**EXERCISE DETAILS**
From the entries below, keep only the lines that contain the string "soap" and copy each of them out.

**MATERIAL SHOWN**
################
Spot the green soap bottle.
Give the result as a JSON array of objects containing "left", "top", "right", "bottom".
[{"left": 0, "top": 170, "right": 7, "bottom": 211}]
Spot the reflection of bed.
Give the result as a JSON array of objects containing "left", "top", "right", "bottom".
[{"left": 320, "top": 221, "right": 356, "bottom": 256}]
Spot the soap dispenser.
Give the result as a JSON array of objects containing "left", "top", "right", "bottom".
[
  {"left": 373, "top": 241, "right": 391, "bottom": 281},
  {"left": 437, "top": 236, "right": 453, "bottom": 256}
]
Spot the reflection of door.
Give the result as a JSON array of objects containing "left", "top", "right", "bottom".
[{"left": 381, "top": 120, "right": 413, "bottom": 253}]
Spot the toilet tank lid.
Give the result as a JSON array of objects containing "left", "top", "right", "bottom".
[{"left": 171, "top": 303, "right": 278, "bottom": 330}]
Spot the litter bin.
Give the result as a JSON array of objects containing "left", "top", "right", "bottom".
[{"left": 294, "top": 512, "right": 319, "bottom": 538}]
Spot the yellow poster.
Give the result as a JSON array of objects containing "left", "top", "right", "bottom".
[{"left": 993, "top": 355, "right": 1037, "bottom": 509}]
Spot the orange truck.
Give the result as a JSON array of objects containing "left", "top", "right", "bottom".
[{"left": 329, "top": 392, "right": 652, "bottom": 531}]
################
**EXERCISE ANSWER**
Spot the green soap bottle.
Spot the soap dispenser.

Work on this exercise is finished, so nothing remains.